Passage given »
★ ★ ★ ★
T.P.S. Chawla, J.
(1) This second appeal under the Delhi Rent Control Act, 1958 raises an intricate question as to the validity of a notice to quit. An order for recovery of possession has been made by the Additional Rent Controller and confirmed by the Rent Control Tribunal. The notice to quit was of 15 days. The tenant contends that as the lease was for 'manufacturing purposes' the notice ought to have been of six months. There was no written lease deed executed by the parties; at least, none has been brought on record.
(2) The only other fact that need be mentioned is that for the few months that rent was paid, the payments were monthly. This is proved by the counterfoil of a receipt signed by the tenant. It shows that Rs. 400 was paid as rent for November, 1966. Admittedly, nothing was paid thereafter. The order for recovery of possession was sought and obtained on the ground that arrears of rent had not been paid since 1st December, 1966. In the course of the proceedings before the Additional Rent Controller, the defense of the tenant was struck out as he did not deposit the arrears of rent pursuant to an order under section 15(1) of the Act. That is why no argument has been advanced on the merits, and only the validity of the notice to quit has been questioned.
(3) The orders made below are not concurrent as to whether the lease was for a manufacturing purpose. The Additional Rent Controller held that such a purpose was neither alleged nor proved. But, the Rent Control Tribunal seems to have inferred that the premises were let for a manufacturing purpose from the fact that they were so used. Without so deciding, I will proceed on the assumption that the lease was for a manufacturing purpose. The problem is to reconcile section 106 and section 107 of the Transfer of Property Act, 1882. Logically, section 107 should be read first because it states how leases are made, whereas section 106 prescribes by fiction the duration of various kinds of leases In the absence of a contract or local law or usage to the contrary'.
(4) Each paragraph of section 107 yields a distinct proposition. The first paragraph says that :
'Alease of immovable property from year to year, or for any term exceeding one year, or reserving a yearly rent, can be made only by a registered instrument.'
The remaining classes of leases are governed by the second paragraph. It says:
'ALL other leases of immovable property may be made either by a registered instrument or by oral agreement accompanied by delivery of possession.'
The third paragraph is not relevant to the present question. Nor is the proviso which follows.
(5) Now the point to observe is that a lease falls under the first or second paragraph depending on its duration. The purpose for which the lease is granted is wholly immaterial under this section. Thus, for example, a lease granted for a manufacturing purpose can be made only by 'registered instrument' if its duration is that stated in the first paragraph. But, a lease for the same purpose of a Lesser duration can, under the second paragraph, be made 'either by a registered instrument or by oral agreement accompanied by delivery of possession'. I now turn to section 106. Its relevant part reads as follows :
In the absence of a contract or local law or usage to the contrary, a lease of immovable property for agricultural or manufacturing purposes shall be deemed to be a lease from year to year, terminable on the pan of either Lesser or lessee, by six months notice expiring with the end of a year of the tenancy ; and a lease of immovable property for any other purpose shall be deemed to be a lease from month to month, terminable, on the part of either Lesser or lessee, by fifteen days' notice expiring with the end of a month of the tenancy.'
Here, the classification of leases is according to their purpose. The object of this section is to determine the duration of leases when the parties have left a lacuna. If the parties have themselves indicated the duration, the section is redundant. For, it operates only 'In the absence of a contract........... to the contrary'. What it does is to prescribe the duration of various kinds of leases by legal fiction. Leases for 'agricultural or manufacturing purposes' are 'deemed to be..................... from year to year'. All others are 'deemed to be........ ....... ......from month to month'.
★ ★ ★ ★
Provided records »

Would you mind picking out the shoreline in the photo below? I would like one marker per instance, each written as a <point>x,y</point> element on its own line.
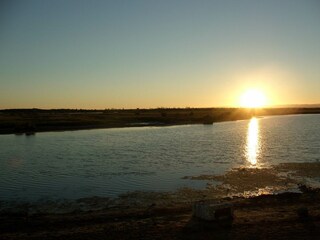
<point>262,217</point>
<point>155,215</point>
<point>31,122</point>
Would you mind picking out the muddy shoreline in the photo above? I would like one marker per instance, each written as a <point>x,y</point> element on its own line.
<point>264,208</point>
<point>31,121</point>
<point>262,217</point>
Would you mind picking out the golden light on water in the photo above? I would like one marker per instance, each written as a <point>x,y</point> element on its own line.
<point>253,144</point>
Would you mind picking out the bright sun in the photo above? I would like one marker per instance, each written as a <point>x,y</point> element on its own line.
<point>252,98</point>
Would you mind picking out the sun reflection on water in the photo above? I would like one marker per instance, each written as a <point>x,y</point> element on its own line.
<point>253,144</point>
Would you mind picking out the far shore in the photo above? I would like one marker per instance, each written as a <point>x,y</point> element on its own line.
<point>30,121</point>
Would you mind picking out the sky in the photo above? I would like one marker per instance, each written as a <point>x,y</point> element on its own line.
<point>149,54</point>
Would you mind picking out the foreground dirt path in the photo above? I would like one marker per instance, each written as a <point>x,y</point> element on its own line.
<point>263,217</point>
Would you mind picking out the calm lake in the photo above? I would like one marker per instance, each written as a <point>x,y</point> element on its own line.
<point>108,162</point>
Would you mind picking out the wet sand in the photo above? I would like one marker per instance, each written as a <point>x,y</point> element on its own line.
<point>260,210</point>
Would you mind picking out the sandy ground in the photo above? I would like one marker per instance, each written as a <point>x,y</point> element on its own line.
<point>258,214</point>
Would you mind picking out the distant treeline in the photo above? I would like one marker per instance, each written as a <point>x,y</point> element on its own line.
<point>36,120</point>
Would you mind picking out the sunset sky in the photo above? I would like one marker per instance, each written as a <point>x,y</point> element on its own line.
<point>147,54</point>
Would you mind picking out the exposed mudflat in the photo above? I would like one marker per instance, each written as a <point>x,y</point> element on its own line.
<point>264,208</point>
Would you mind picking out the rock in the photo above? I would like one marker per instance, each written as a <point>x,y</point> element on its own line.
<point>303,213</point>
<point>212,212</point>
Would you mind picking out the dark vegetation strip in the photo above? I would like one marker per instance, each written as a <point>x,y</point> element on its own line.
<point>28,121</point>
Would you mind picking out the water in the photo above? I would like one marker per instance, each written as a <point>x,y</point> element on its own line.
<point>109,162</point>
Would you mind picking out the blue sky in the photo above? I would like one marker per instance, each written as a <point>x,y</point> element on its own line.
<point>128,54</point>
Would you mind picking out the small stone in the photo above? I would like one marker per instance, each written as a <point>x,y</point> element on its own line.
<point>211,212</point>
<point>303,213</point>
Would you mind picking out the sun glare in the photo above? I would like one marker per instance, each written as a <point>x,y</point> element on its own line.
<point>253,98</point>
★ ★ ★ ★
Direction A »
Answer these questions using the rent appeal judgment:
(i) How many days' notice to quit was given?
(ii) How much rent was paid for November, 1966?
(iii) Under section 106, what is a lease for a purpose other than agricultural or manufacturing deemed to be?
Direction B » Take the rent appeal judgment further, starting right after its last sentence.

Exercise result A »
(i) 15 days.
(ii) Rs. 400.
(iii) A lease from month to month, which either side can end with fifteen days' notice expiring with the end of a month of the tenancy.

Exercise result B »
(6) Consider a lease not created by registered instrument, as is the position in the present case. If such a lease is from 'month to month', it can, according to the second para of section 107, be made by 'oral agreement accompanied by delivery of possession'. So, there is no room for conflict between the second part of the fiction in section 106 and section 107. But if a lease, not created by a registered instrument, is for an 'agricultural or manufacturing purpose', the two sections come head-on into collision. According to the first part of the fiction in section 106, the lease is from 'year to year'. But, the first paragraph of section 107 enjoins that a lease from 'year to year' can be made 'only' by a registered instrument. Ex hypothesi, no such instrument exists. In that event, which of these sections should prevail?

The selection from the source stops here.